Working through the entries below, find how many lines include "person", then write only that number.

(Items from a dataset)
⁂

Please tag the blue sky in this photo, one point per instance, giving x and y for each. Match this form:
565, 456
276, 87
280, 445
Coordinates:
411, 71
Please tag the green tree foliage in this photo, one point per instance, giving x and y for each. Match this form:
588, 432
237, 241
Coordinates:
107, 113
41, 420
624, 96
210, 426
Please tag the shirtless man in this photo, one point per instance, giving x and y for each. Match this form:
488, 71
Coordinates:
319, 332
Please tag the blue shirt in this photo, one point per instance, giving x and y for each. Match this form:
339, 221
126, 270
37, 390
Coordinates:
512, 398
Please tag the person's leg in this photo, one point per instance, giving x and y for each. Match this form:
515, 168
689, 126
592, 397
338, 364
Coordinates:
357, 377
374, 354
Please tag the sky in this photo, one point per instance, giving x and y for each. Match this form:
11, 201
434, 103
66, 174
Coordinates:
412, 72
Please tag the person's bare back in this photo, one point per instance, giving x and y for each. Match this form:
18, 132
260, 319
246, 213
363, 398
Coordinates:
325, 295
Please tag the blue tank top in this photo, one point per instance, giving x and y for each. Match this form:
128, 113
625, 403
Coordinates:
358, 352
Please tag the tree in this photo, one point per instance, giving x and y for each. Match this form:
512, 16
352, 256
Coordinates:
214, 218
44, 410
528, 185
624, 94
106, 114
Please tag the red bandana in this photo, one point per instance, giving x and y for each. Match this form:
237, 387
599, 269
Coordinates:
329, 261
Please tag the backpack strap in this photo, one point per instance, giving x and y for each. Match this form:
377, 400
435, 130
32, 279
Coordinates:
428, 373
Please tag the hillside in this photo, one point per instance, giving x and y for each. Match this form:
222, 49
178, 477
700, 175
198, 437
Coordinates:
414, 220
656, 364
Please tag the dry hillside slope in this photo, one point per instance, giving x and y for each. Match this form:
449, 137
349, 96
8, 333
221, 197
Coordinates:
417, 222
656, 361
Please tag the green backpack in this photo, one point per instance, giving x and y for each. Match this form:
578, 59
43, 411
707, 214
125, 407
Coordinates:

⁂

Response area —
2